[Opening DATA EXCERPTS section]

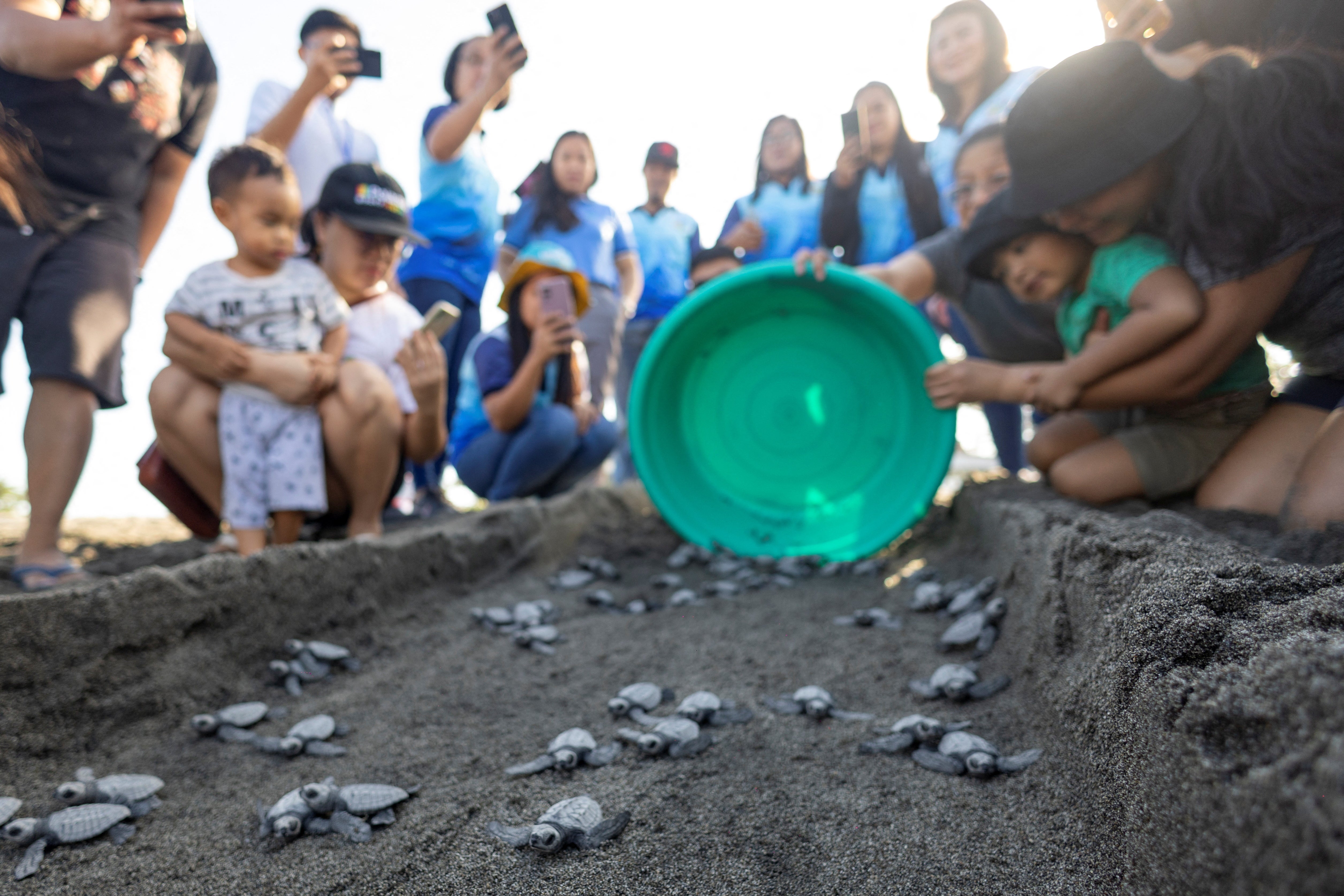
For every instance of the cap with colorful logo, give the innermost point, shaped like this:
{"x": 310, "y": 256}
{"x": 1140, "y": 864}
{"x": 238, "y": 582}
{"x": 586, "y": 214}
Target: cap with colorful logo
{"x": 662, "y": 154}
{"x": 370, "y": 201}
{"x": 543, "y": 257}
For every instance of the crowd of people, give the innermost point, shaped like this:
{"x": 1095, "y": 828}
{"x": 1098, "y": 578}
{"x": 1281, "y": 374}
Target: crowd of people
{"x": 1108, "y": 240}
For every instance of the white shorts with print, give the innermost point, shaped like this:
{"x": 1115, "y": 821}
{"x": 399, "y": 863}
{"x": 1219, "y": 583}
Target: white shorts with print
{"x": 273, "y": 459}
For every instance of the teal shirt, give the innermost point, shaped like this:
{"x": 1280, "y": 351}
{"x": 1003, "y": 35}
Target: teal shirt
{"x": 1117, "y": 269}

[Closing DATA EXCERPTS section]

WORK REQUEST:
Skipping the images, write out the whole listing exactly.

WORKED SOLUTION:
For every instance of the cap with colorful logo, give the innermost point, shaped like this:
{"x": 310, "y": 256}
{"x": 1140, "y": 864}
{"x": 238, "y": 582}
{"x": 586, "y": 214}
Target: cap with colorful logo
{"x": 662, "y": 154}
{"x": 370, "y": 201}
{"x": 543, "y": 257}
For every instance of the crowd of people, give the innermost point, shaped like this:
{"x": 1095, "y": 828}
{"x": 1098, "y": 578}
{"x": 1281, "y": 374}
Target: crowd of people
{"x": 1108, "y": 240}
For every instance of the white shorts with print, give the innermost point, shaped like this:
{"x": 1115, "y": 821}
{"x": 399, "y": 863}
{"x": 1219, "y": 583}
Target: white shorts with print
{"x": 273, "y": 459}
For every instance of the teal shirt, give the innermost point, shaped like this:
{"x": 1280, "y": 351}
{"x": 1003, "y": 35}
Target: teal shirt
{"x": 1117, "y": 269}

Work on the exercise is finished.